Stated problem: Reproduce the lines of the material exactly, excluding every image.

Data for this exercise:
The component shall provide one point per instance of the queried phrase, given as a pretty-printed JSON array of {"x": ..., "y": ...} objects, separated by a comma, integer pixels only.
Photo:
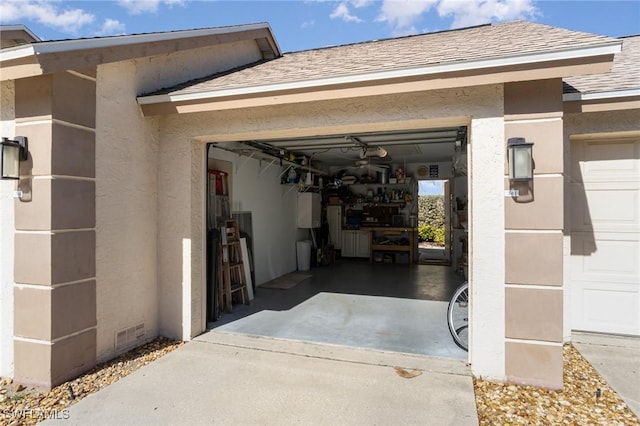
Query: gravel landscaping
[
  {"x": 21, "y": 406},
  {"x": 586, "y": 398}
]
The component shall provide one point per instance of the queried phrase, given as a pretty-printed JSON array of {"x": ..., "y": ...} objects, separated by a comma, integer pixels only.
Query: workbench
[{"x": 393, "y": 232}]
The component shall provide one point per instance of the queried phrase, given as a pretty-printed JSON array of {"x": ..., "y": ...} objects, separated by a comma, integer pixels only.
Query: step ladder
[{"x": 231, "y": 268}]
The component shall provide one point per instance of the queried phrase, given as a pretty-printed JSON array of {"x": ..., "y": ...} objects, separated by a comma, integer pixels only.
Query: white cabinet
[
  {"x": 355, "y": 243},
  {"x": 334, "y": 219},
  {"x": 309, "y": 210}
]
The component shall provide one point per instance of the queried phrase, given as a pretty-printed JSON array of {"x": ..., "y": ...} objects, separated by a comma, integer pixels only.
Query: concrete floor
[{"x": 397, "y": 308}]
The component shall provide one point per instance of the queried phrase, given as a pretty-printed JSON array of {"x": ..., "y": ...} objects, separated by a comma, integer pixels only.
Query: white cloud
[
  {"x": 402, "y": 15},
  {"x": 308, "y": 24},
  {"x": 468, "y": 13},
  {"x": 138, "y": 7},
  {"x": 342, "y": 12},
  {"x": 361, "y": 3},
  {"x": 111, "y": 27},
  {"x": 66, "y": 20}
]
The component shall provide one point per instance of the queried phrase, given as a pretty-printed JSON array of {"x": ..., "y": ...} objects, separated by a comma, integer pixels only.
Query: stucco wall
[
  {"x": 479, "y": 107},
  {"x": 486, "y": 247},
  {"x": 7, "y": 129},
  {"x": 127, "y": 180},
  {"x": 586, "y": 124}
]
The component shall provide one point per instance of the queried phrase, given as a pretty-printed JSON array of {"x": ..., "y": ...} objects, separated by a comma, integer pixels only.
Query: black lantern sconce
[
  {"x": 520, "y": 155},
  {"x": 13, "y": 152}
]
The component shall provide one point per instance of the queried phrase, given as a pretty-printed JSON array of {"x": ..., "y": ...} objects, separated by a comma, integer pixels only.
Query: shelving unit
[{"x": 393, "y": 232}]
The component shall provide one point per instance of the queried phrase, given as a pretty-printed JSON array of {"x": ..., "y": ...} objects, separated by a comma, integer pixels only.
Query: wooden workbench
[{"x": 393, "y": 232}]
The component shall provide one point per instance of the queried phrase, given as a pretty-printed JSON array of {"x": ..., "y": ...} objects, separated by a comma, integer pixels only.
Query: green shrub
[
  {"x": 431, "y": 234},
  {"x": 439, "y": 237},
  {"x": 431, "y": 210},
  {"x": 425, "y": 233}
]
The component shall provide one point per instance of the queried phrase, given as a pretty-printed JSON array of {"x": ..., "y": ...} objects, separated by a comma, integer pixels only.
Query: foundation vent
[{"x": 130, "y": 337}]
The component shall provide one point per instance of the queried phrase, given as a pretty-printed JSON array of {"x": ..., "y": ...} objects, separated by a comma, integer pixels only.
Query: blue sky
[
  {"x": 309, "y": 24},
  {"x": 300, "y": 25}
]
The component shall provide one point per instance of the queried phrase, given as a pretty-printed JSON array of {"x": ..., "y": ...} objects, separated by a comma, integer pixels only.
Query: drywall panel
[{"x": 257, "y": 189}]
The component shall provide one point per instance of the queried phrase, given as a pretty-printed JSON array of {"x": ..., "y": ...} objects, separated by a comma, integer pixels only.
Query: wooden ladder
[{"x": 231, "y": 266}]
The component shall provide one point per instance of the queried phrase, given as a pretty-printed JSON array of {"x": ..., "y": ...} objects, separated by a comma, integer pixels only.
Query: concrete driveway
[{"x": 221, "y": 378}]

Task output:
The component shall provide one point per instance of the queried phrase, given as a pretty-printed JSON array of {"x": ..., "y": ...} objects, separated by a comma, integer pixels only.
Photo:
Query: gravel landscaping
[
  {"x": 21, "y": 406},
  {"x": 586, "y": 398}
]
The component shall provide one point per instance of the queried phrase, given as a pretty-printed JSON array of {"x": ..., "y": ...} objects, separated by a comma, integer pixels only.
Query: workbench
[{"x": 393, "y": 232}]
The component shall provide one point per instance of the queried phrase, given as a pretty-printed JSON array of {"x": ..., "y": ...} objects, separated by a comma, integer pixels only.
Query: step ladder
[{"x": 231, "y": 268}]
The component shall provide one point per instance of the queried phrase, given as a pretty-printed JSON array of {"x": ..., "y": ...} objects, separated by a comma, integer pixels only.
Query: white cabinet
[
  {"x": 355, "y": 243},
  {"x": 334, "y": 219},
  {"x": 309, "y": 210}
]
The component shall provide one point per instance of the queried phrase, given as a pretty-printed JSON array of {"x": ..., "y": ...} objects, separated by a comma, integer pixels only.
Query: concrete floor
[{"x": 397, "y": 308}]
The component shall provide one point per instance of the queried phrase, given as a pretty-printed JSON array of {"x": ..., "y": ...} objects, separated by a comma, integer pixels only.
Query: white cloud
[
  {"x": 402, "y": 15},
  {"x": 308, "y": 24},
  {"x": 468, "y": 13},
  {"x": 138, "y": 7},
  {"x": 342, "y": 12},
  {"x": 361, "y": 3},
  {"x": 111, "y": 27},
  {"x": 66, "y": 20}
]
The component shall provide one point per instance of the queried phrase, given as a pretty-printed JSON array of {"x": ..., "y": ...} objects, separated by a comma, integer pixels only.
Query: stucco wall
[
  {"x": 479, "y": 107},
  {"x": 486, "y": 247},
  {"x": 7, "y": 129},
  {"x": 127, "y": 180},
  {"x": 586, "y": 124}
]
The component shall provide one point per instance of the queried phrase, given as a pretty-printed JSON array of {"x": ..., "y": ...} objects, separated by a comma, integer pixels only.
Query: black lantern sconce
[
  {"x": 520, "y": 155},
  {"x": 13, "y": 152}
]
The component shall provide one point per instance of the queried phrase, given as a pretty-printed JSON array of {"x": ..., "y": ...} objects, separated by a comma, integer pixels only.
Query: shelving unit
[{"x": 393, "y": 232}]
The component shall provide one point per instance of the queried phrase, given as a pretty-printed JSON array of {"x": ..., "y": ...} objects, separated by a comma, integer pixels only.
Query: wooden workbench
[{"x": 393, "y": 232}]
The component shall provide one point per instance of the queried phrase, given as a pretty-printed JSON array of {"x": ..., "y": ...} objects, separated by a comma, integer pixels only.
Query: green shrub
[
  {"x": 431, "y": 234},
  {"x": 439, "y": 237},
  {"x": 431, "y": 210},
  {"x": 425, "y": 233}
]
The component shall provide one point per instance of the queried phrase, given as a pretty-printed JSON array of {"x": ..., "y": ...} objects, separated by a comma, integer pixels only.
Query: foundation vent
[{"x": 130, "y": 337}]
The component shall provide one point per instance of the queried phrase, given as a pretty-printed JSON array of {"x": ..., "y": ...} objects, separated by a comma, integer pixels only.
Query: blue sky
[
  {"x": 309, "y": 24},
  {"x": 300, "y": 25}
]
The component shall provide one point per instance of the queried phrase, given as a pretty-printed JSON array of {"x": ..., "y": ...} objects, separated by a comma, integer pixels only.
Query: drywall panel
[{"x": 257, "y": 189}]
The component shall provide one point per instance of the queried phrase, given as a pretty-printed JSON array of {"x": ..., "y": ...} objects, separated by a comma, integer pixels only.
Query: wooden ladder
[{"x": 231, "y": 266}]
The component shall provide one point per instance of the queried phrase, given as a pretty-printed JSON array of {"x": ..., "y": ...} objects, separated by a comma, integer pixels only.
Query: concrete driveway
[{"x": 221, "y": 378}]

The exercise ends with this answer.